(Free-text object descriptions)
====

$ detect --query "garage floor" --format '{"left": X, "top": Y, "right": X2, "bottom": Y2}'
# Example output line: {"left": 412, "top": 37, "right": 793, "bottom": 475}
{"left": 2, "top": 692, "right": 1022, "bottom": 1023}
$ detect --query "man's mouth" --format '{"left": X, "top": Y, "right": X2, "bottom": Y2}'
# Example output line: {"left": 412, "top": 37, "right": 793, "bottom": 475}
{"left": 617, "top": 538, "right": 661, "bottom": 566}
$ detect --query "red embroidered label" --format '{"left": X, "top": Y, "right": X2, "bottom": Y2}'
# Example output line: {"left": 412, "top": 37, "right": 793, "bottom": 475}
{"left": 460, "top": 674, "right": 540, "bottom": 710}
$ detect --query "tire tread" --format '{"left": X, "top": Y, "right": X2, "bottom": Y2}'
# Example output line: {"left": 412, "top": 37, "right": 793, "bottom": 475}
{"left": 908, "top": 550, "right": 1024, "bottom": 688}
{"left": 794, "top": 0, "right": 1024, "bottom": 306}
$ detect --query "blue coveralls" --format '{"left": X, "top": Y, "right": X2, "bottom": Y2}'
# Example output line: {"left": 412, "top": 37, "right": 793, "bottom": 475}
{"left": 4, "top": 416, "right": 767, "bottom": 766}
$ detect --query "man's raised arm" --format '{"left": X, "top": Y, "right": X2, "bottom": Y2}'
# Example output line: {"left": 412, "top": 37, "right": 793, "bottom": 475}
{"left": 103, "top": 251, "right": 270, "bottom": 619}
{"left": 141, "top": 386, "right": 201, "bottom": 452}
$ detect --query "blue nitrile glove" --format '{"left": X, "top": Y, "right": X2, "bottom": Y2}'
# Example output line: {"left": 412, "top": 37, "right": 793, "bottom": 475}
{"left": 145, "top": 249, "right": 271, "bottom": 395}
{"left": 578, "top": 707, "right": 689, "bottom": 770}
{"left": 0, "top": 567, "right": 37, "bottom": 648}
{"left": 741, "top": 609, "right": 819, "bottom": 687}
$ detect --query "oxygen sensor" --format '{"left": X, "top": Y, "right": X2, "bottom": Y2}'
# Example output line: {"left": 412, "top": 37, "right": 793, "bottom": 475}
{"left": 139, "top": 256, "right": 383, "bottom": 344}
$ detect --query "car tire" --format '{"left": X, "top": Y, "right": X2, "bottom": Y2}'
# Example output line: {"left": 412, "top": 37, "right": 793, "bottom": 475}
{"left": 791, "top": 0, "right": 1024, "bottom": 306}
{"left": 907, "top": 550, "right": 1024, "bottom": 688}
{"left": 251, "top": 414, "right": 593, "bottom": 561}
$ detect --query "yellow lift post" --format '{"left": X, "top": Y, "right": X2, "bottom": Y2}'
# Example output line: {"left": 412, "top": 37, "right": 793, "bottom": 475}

====

Look over the entries for "blue", then copy every line that includes that string.

$ detect --query "blue coveralls" --format '{"left": X, "top": Y, "right": X2, "bottom": Y2}'
$ detect --query "blue nitrile glove" --format '{"left": X, "top": Y, "right": X2, "bottom": Y2}'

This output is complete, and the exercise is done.